#### WHAT IS NEEDED:
The listing below is to be copied exactly, with pictures excluded.

#### WORKING DATA:
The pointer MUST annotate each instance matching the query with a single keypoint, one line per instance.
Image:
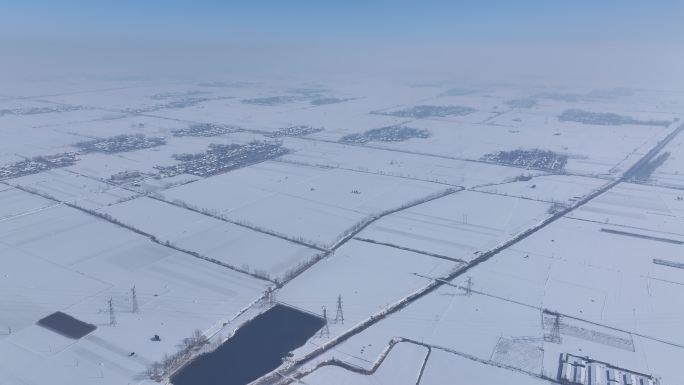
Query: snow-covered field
(456, 251)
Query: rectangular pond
(257, 348)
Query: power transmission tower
(134, 301)
(469, 286)
(269, 298)
(112, 316)
(339, 315)
(554, 335)
(325, 331)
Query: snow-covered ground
(399, 230)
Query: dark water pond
(256, 348)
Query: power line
(112, 316)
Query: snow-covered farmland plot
(16, 202)
(563, 189)
(315, 205)
(458, 226)
(61, 259)
(236, 246)
(72, 188)
(635, 206)
(400, 164)
(369, 278)
(402, 366)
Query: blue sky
(569, 21)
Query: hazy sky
(570, 39)
(490, 20)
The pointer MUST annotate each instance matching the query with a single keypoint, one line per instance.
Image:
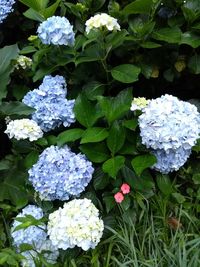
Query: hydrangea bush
(113, 121)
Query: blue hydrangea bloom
(60, 173)
(5, 8)
(52, 109)
(171, 160)
(168, 123)
(34, 236)
(57, 31)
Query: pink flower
(119, 197)
(125, 188)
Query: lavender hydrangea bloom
(57, 31)
(171, 160)
(5, 8)
(50, 115)
(52, 108)
(60, 173)
(168, 123)
(34, 236)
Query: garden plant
(100, 125)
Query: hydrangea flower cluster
(170, 160)
(35, 236)
(23, 62)
(102, 20)
(169, 127)
(5, 8)
(139, 103)
(49, 101)
(76, 224)
(57, 31)
(24, 129)
(60, 173)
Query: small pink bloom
(125, 188)
(119, 197)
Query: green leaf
(169, 35)
(115, 107)
(69, 136)
(95, 134)
(113, 165)
(190, 39)
(7, 54)
(196, 178)
(138, 7)
(27, 50)
(109, 202)
(116, 137)
(95, 152)
(116, 39)
(143, 184)
(5, 164)
(50, 11)
(131, 124)
(93, 89)
(140, 163)
(86, 112)
(164, 184)
(36, 4)
(150, 45)
(125, 204)
(179, 198)
(31, 159)
(15, 108)
(194, 64)
(126, 73)
(100, 179)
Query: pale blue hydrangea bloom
(171, 160)
(52, 108)
(57, 31)
(5, 8)
(60, 173)
(169, 123)
(34, 236)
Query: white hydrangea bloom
(23, 62)
(139, 103)
(102, 20)
(76, 224)
(24, 129)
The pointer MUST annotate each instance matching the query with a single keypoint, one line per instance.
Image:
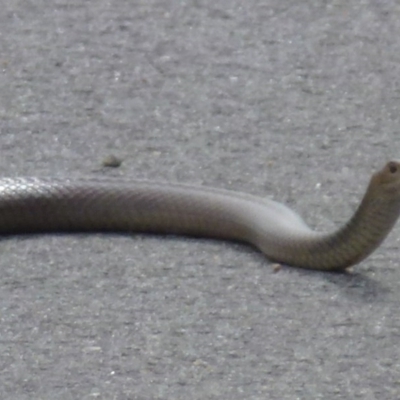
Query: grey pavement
(294, 100)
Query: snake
(46, 205)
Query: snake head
(387, 180)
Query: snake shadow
(353, 284)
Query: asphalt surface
(295, 100)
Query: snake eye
(392, 167)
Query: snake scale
(29, 205)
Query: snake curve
(30, 205)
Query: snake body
(65, 205)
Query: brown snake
(64, 205)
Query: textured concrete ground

#### TASK SOLUTION:
The pointer MUST annotate each instance matching the query with a single keypoint, one line per instance.
Image:
Query: snow-covered field
(456, 251)
Query: rectangular pond
(257, 348)
Query: power transmission tower
(134, 301)
(469, 286)
(269, 298)
(112, 316)
(339, 315)
(554, 335)
(325, 331)
Query: snow-covered ground
(399, 230)
Query: dark water pond
(256, 348)
Query: power line
(112, 316)
Query: snow-covered farmland plot
(16, 202)
(563, 189)
(315, 205)
(458, 226)
(61, 259)
(236, 246)
(72, 188)
(635, 206)
(400, 164)
(369, 278)
(402, 366)
Query: blue sky
(569, 21)
Query: hazy sky
(570, 39)
(490, 20)
The pointer MUST annotate each instance matching the query with a single keypoint, one line per instance.
Image:
Query: hydrangea bush
(113, 121)
Query: blue hydrangea bloom
(60, 173)
(5, 8)
(52, 109)
(171, 160)
(168, 123)
(34, 236)
(57, 31)
Query: pink flower
(119, 197)
(125, 188)
Query: lavender hydrangea bloom
(57, 31)
(171, 160)
(5, 8)
(50, 115)
(52, 108)
(60, 173)
(168, 123)
(34, 236)
Query: garden plant
(100, 125)
Query: hydrangea flower cluster
(170, 160)
(35, 236)
(23, 62)
(102, 20)
(169, 127)
(5, 8)
(139, 103)
(49, 101)
(76, 224)
(57, 31)
(24, 129)
(60, 173)
Query: small pink bloom
(125, 188)
(119, 197)
Query: green leaf
(169, 35)
(115, 107)
(69, 136)
(95, 134)
(113, 165)
(190, 39)
(7, 54)
(196, 178)
(138, 7)
(27, 50)
(109, 202)
(116, 137)
(95, 152)
(116, 39)
(143, 184)
(5, 164)
(50, 11)
(131, 124)
(93, 89)
(140, 163)
(86, 112)
(164, 184)
(36, 4)
(150, 45)
(125, 204)
(179, 198)
(31, 159)
(15, 108)
(194, 64)
(126, 73)
(100, 179)
Query: pale blue hydrangea bloom
(171, 160)
(52, 108)
(57, 31)
(5, 8)
(60, 173)
(169, 123)
(34, 236)
Query: white hydrangea bloom
(23, 62)
(139, 103)
(102, 20)
(76, 224)
(24, 129)
The pointer MUST annotate each instance matching the query with a single keypoint, one line per instance.
Image:
Query: grey pavement
(294, 100)
Query: snake
(46, 205)
Query: snake head
(387, 180)
Query: snake shadow
(353, 284)
Query: asphalt surface
(295, 100)
Query: snake eye
(392, 167)
Query: snake scale
(29, 205)
Query: snake curve
(30, 205)
Query: snake body
(65, 205)
Query: brown snake
(64, 205)
Query: textured concrete ground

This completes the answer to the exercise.